Quoted passage:

Custom bootloader booted via USB drive produces incorrect output on some computers

I am fairly new to assembly, but I'm trying to dive into the world of low level computing. I'm trying to learn how to write assembly code that would run as bootloader code; so independent of any other OS like Linux or Windows. After reading this page and a few other lists of x86 instruction sets, I came up with some assembly code that is supposed to print 10 A's on the screen and then 1 B.

Records:
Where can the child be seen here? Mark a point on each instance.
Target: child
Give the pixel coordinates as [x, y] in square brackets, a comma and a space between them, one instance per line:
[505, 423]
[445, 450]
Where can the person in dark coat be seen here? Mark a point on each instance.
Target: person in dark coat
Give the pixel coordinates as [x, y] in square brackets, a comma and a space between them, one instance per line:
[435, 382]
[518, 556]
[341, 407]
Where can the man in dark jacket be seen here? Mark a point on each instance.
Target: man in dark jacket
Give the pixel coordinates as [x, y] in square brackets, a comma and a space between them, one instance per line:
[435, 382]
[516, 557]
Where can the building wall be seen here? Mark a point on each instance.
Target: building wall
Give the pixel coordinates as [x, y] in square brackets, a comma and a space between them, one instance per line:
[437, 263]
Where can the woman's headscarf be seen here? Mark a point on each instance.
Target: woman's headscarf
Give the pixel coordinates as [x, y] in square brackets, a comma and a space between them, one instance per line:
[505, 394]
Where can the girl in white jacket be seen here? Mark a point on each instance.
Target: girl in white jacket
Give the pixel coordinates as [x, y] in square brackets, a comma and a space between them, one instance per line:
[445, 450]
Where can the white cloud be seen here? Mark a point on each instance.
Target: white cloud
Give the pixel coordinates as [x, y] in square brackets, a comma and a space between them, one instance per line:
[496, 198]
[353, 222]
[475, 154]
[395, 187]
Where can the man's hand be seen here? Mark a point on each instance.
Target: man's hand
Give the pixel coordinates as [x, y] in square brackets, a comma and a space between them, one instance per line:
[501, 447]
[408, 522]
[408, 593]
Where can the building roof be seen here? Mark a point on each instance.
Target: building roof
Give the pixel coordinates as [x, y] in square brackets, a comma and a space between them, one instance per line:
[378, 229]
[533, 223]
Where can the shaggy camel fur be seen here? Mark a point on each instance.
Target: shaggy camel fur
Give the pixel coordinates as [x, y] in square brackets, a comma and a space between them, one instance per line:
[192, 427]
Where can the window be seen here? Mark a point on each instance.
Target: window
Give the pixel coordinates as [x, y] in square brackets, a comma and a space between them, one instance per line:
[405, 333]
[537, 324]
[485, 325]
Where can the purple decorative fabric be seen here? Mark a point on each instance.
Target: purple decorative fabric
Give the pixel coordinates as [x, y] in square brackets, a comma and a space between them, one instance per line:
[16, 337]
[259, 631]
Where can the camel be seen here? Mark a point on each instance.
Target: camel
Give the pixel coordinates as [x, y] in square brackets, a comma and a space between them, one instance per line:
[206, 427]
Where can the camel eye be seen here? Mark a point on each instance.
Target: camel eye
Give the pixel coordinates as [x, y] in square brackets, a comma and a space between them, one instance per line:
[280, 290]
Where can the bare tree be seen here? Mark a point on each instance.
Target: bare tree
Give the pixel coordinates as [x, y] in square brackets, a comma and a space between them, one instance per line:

To do:
a – Reproduce the bootloader post's text between "Custom bootloader booted" and "and then 1 B.", inclusive.
b – Summarize the bootloader post in three sentences.
c – According to the bootloader post, why is its writer learning to write assembly code that runs as bootloader code? Answer in one or two sentences.

In response:
a –
Custom bootloader booted via USB drive produces incorrect output on some computers

I am fairly new to assembly, but I'm trying to dive into the world of low level computing. I'm trying to learn how to write assembly code that would run as bootloader code; so independent of any other OS like Linux or Windows. After reading this page and a few other lists of x86 instruction sets, I came up with some assembly code that is supposed to print 10 A's on the screen and then 1 B.

b – A custom bootloader booted from a USB drive produces incorrect output on some computers. Its writer is fairly new to assembly and is learning to write assembly code that runs as bootloader code, independent of operating systems such as Linux or Windows. After reading a page and several lists of x86 instruction sets, the writer produced code meant to print ten A's on the screen followed by one B.

c – The writer is trying to dive into the world of low-level computing. Bootloader code runs independently of any other operating system, such as Linux or Windows.